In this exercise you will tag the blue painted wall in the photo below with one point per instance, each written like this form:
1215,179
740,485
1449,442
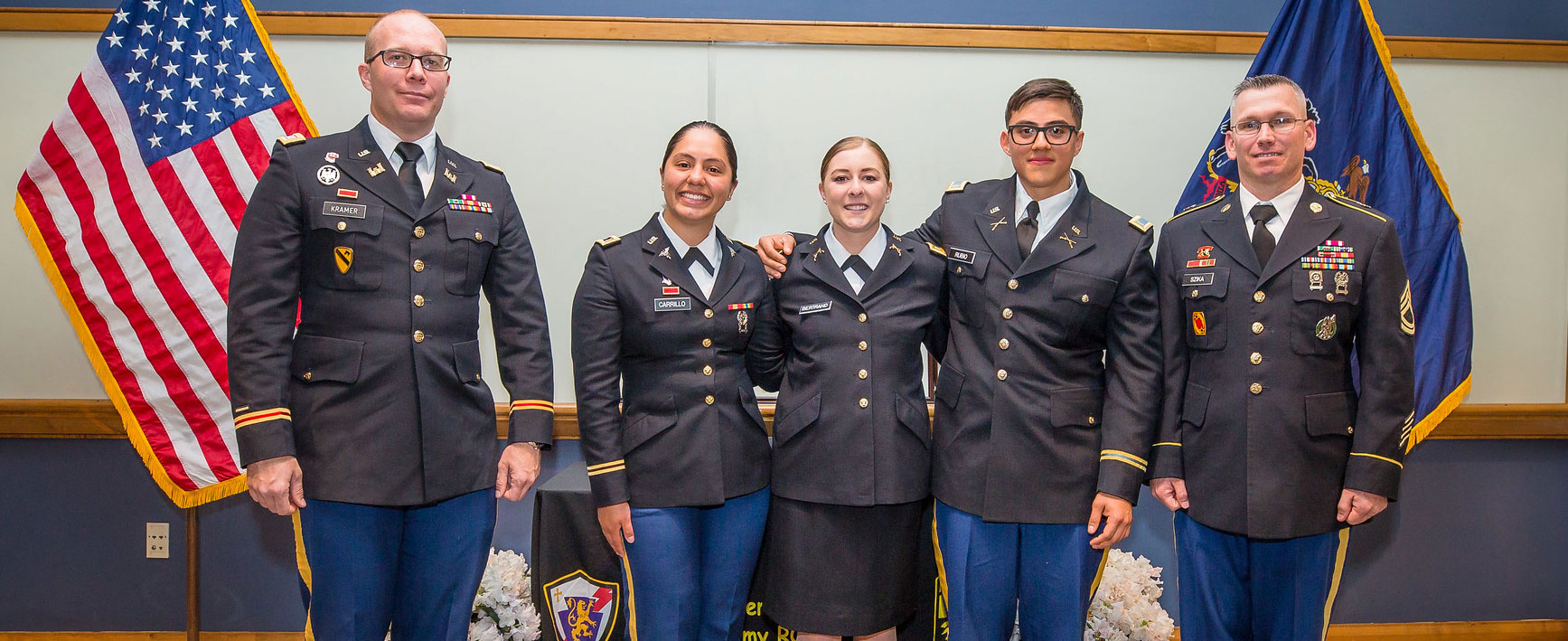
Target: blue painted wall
1478,536
1521,19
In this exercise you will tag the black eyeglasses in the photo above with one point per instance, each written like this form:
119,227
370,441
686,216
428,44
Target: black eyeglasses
1026,134
1277,124
403,60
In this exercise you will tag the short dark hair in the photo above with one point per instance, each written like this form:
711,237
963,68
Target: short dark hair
1045,90
1266,80
729,145
853,143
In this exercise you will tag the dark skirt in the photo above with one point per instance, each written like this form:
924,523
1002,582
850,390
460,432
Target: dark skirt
838,570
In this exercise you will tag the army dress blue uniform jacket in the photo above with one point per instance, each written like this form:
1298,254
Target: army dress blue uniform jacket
665,400
1261,416
379,393
851,425
1049,389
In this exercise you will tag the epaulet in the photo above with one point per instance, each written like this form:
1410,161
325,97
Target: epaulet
1141,223
1197,207
1355,205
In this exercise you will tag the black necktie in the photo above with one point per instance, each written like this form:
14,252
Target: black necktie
1028,228
695,256
408,176
859,267
1263,240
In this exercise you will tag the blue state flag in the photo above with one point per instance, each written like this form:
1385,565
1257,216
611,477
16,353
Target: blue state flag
1369,149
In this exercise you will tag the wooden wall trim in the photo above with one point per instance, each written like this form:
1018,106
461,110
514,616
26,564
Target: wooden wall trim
98,419
795,32
1454,630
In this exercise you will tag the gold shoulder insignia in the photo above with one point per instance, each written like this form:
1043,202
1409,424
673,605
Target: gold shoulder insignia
1355,205
1197,207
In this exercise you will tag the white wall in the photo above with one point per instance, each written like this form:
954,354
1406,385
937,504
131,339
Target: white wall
580,126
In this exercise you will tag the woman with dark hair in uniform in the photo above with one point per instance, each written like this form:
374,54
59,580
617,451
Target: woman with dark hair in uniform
851,435
676,450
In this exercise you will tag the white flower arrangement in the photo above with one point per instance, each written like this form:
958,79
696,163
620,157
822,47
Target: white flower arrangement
1126,607
503,607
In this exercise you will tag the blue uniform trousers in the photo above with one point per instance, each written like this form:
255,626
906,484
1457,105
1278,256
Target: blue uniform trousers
414,570
1043,572
689,572
1235,588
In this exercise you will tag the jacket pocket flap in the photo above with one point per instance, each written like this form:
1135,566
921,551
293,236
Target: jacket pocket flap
319,358
791,422
949,382
1088,288
1195,405
466,361
1330,414
1076,406
1209,282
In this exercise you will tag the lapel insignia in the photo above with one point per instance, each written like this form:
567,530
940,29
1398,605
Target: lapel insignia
326,174
345,259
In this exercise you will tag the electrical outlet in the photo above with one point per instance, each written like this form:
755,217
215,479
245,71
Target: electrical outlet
157,540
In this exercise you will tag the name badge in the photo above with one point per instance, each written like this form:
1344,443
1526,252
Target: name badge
345,209
1197,279
673,305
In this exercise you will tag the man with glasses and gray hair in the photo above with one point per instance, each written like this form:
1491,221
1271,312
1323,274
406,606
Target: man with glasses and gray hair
371,422
1269,448
1049,389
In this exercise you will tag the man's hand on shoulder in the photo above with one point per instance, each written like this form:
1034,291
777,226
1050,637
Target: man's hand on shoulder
516,472
277,485
774,251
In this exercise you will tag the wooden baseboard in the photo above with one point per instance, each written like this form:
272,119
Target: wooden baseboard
814,32
98,419
1452,630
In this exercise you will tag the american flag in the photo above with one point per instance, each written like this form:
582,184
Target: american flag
132,205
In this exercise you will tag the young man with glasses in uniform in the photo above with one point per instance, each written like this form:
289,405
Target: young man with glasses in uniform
372,423
1049,389
1267,450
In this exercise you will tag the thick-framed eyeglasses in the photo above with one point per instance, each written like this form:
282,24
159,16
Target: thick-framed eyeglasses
1026,134
1248,129
403,60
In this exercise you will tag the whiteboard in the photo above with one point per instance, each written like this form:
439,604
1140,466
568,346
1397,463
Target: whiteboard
579,126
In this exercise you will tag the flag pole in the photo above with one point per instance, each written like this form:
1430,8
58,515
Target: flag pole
192,576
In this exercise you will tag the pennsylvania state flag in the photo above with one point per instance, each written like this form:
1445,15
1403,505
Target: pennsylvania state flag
1369,149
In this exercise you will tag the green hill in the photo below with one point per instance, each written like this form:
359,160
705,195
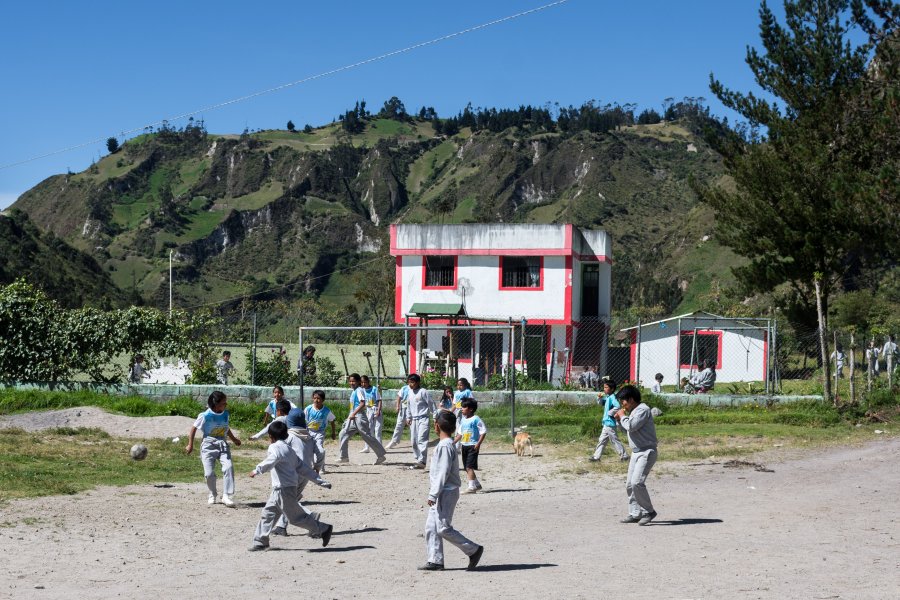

REQUIRED WORK
Reproduce all of the data above, line for line, without changing a word, and leave out the pictures.

TASK RESPONSE
In this exercise you will tag the blue painted wall in the photo below with one point per instance, each written like this form:
1215,179
740,485
1449,442
Target: blue painted wall
1478,536
1521,19
In this exercise you will tag the black eyeglasses in the photo above with one point per instance, each written like this form:
119,227
370,441
686,216
428,44
Target: black eyeglasses
1026,134
1277,124
403,60
In this exercise you will tag the short dark hair in the photo above with one point per instance, each written like this form:
711,237
963,68
Target: short dark hair
1045,90
1266,80
729,145
853,143
In this exercise you will tag the dark skirt in the photo above with one point per instance, each written like this form:
924,523
1002,582
850,390
460,432
Target: dark skirt
838,570
In this exercise you will tag the army dress blue uniform jacket in the photo above with one point per instance, each written like this form:
1298,254
Target: army dress blue uniform jacket
665,400
1261,416
379,393
851,425
1049,389
In this exercise you will tag the epaulet in the photo above with one point per instance, each written like this form:
1410,161
325,97
Target: epaulet
1141,223
1197,207
1355,205
In this exercise you will tag the black necktie in the photo above with one point per instance, each written like this form:
14,252
Target: black necktie
1028,228
695,256
408,176
859,267
1263,240
In this exercise you will tag the blue state flag in the photo above with one point per instance, each written like this form:
1385,565
1257,216
611,477
16,353
Target: blue state flag
1369,149
In this exercise you will tag the wooden wall trim in the photo above with one point per instance, each written like this form:
1018,106
461,110
514,616
26,564
Target: wooden wall trim
98,419
795,32
1454,630
In this exercise you will tag the gold shoulder insignia in the photo above with one point per instance, each written like this form:
1043,202
1409,424
673,605
Target: gold shoulder insignia
1355,205
1197,207
In this exercise you will tag the white wall in the photo above with one point per instance, each written like this form:
954,354
1406,385
937,504
131,339
Target: white wall
580,126
In this exercise you will tag the woman with dark hair in uniform in the photo above with one point per instance, each written like this form:
374,54
59,580
617,451
Target: woman with dark hair in uniform
851,435
676,450
In this exercise you will tag the white flower arrangement in the photo above with one point per instance, each written like this form:
958,79
696,163
620,157
822,47
Target: white flower arrangement
1126,607
503,607
In this exercise you will tag the blue uniform trousers in the photo above with one point per instance, each written like this form:
255,626
906,484
1457,105
1278,256
Target: blue uniform trousers
414,570
1043,572
689,572
1235,588
In this exercise you will tag the jacket pocket flap in the photo above with one point per instance, each written like this form:
1135,566
921,551
293,236
Target: jacket pocket flap
319,358
791,422
949,382
1088,288
1195,405
466,361
1330,414
1076,406
1209,282
In this exercise you will tag the lapel insignia in the photo above with one point per instance, each written like this form:
567,530
940,29
1398,605
Target: lapel insignia
326,174
345,259
In this exercise you will tag the electrical outlet in the photo above with one point per instance, each written like this form:
755,217
215,479
245,71
Target: electrical outlet
157,540
In this exercise you will tag the name badge in the photo above with one point per instance, each written like this form:
1344,443
1526,252
Target: name badge
345,209
1197,279
673,305
In this exercise you will tag the man with glasses and gray hair in the photo above with one point per instance, each written like this form:
1491,221
1271,312
1323,274
406,606
Target: man with glasses and gray hair
371,422
1269,448
1049,389
In this exercise you will tag the man's hand on shoulder in the photo above with one point per instance, each written like this form:
1034,291
777,226
1050,637
Target: man's hand on shoulder
516,472
277,485
774,251
In this exercise you will tag the wooden baseboard in the photo above with one point per instance, each written like this form:
272,119
Target: wooden baseboard
814,32
98,419
1452,630
In this exercise you will tag the american flag in the photo above with one point per instance, each written like this form:
582,184
Target: american flag
132,205
In this exercise you will tag the young man with glasses in uniform in the photo above with one point per instance, each written like this form:
289,405
Target: young man with glasses in uniform
372,423
1049,389
1267,450
In this exercise you will tag the thick-framed eyeglasses in the photo above with one point per instance, each written like this form:
282,24
159,16
Target: thick-framed eyeglasses
1026,134
1248,129
403,60
In this exercise you will tag the whiteboard in the photo above with one point per instance, each written like this form:
439,604
1140,466
568,346
1397,463
Target: whiteboard
579,126
In this exercise you will tag the flag pole in the photo above with one point per instance, each written like this form:
1430,8
58,515
Target: flag pole
192,576
In this exercise you will tag the pennsylvania state flag in the photo above with one point per instance, each written like this form:
1445,15
1403,505
Target: pennsylvania state flag
1369,149
In this exercise you will tag the green hill in the photo below with one point per instance, each written like this form:
359,160
705,195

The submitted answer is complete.